*Фрагмент текста*:
В конце 1942 года над домом Шоу нависла угроза: чуть было не мобилизовали прислугу. Шоу «построил целую батарею из цифр», чтобы доказать властям государственное значение своей деятельности: «Моя подпись на контрактах принесла Лондону более полутора миллионов долларов». Он терпел убытки и был занят сверхурочным трудом, лишь бы добыть деньги на покрытие национального долга Америке!
Все же главной его заботой оставалось здоровье жены: «Как заставить Шарлотту успокоиться? Беда, что я несведущ в христианской науке врачевания. Жестоко говорить ей, что нам осталось жить, может быть, несколько месяцев и не все ли равно, как мы их протянем? Ну, замерзнем мы, ну, умрем с голоду… Мы свое отжили, пора и честь знать! Разве думать так не жизнерадостно? Только ведь она решит, что меня не трогают ее страдания».
К концу жизни у Шоу вошло в привычку повторять в беседе с одним знакомым то, что он уже написал в письме другому. Например, приведенные выше слова я обнаружил почти без изменений в письме Шоу к леди Астор, которое она мне показала.

*Перечень записей*:

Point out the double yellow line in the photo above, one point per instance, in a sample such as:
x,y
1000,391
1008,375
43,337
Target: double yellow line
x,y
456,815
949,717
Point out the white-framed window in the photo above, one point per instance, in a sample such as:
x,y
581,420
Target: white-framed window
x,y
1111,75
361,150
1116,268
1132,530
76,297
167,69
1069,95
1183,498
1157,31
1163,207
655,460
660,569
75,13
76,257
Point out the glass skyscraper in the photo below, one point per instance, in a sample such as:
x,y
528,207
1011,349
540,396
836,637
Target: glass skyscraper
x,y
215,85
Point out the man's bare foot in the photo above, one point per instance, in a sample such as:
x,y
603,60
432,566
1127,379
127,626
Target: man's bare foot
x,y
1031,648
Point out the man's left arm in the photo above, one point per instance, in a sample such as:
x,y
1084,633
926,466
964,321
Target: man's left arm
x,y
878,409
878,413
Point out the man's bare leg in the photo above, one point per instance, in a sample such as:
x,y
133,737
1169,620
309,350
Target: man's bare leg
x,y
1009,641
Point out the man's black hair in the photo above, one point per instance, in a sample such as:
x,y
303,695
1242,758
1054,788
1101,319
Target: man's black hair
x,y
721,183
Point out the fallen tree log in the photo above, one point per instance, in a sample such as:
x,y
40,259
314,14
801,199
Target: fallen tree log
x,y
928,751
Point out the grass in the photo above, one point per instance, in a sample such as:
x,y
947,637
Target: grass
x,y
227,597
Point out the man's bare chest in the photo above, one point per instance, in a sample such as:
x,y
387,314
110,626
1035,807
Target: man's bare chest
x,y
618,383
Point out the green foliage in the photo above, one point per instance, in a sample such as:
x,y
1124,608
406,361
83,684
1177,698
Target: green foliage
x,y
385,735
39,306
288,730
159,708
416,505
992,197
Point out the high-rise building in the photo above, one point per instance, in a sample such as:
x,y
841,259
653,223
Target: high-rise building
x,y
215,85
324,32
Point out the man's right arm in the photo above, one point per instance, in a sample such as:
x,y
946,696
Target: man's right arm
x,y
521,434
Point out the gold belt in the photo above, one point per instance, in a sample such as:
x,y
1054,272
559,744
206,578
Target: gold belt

*Что сделать*:
#1 Верните из отрывка о Шоу часть, которая начинается словами, содержащими «В конце 1942», и заканчивается словами «национального долга Америке!».
#2 Ответьте на вопросы по отрывку о Шоу:
(а) Когда над домом Шоу нависла угроза мобилизации прислуги?
(б) Сколько, по словам Шоу, принесла Лондону его подпись на контрактах?
(в) В чьем письме автор обнаружил почти без изменений те же слова Шоу?
#3 Зачем, согласно отрывку о Шоу, он «построил целую батарею из цифр»? Ответьте одним–тремя предложениями.

*Ответы к заданиям*:
#1
В конце 1942 года над домом Шоу нависла угроза: чуть было не мобилизовали прислугу. Шоу «построил целую батарею из цифр», чтобы доказать властям государственное значение своей деятельности: «Моя подпись на контрактах принесла Лондону более полутора миллионов долларов». Он терпел убытки и был занят сверхурочным трудом, лишь бы добыть деньги на покрытие национального долга Америке!

#2
(а) В конце 1942 года.
(б) Более полутора миллионов долларов.
(в) В письме Шоу к леди Астор.

#3 Шоу хотел доказать властям государственное значение своей деятельности, поскольку его прислугу чуть было не мобилизовали. Для этого он указывал, что его подпись на контрактах принесла Лондону более полутора миллионов долларов.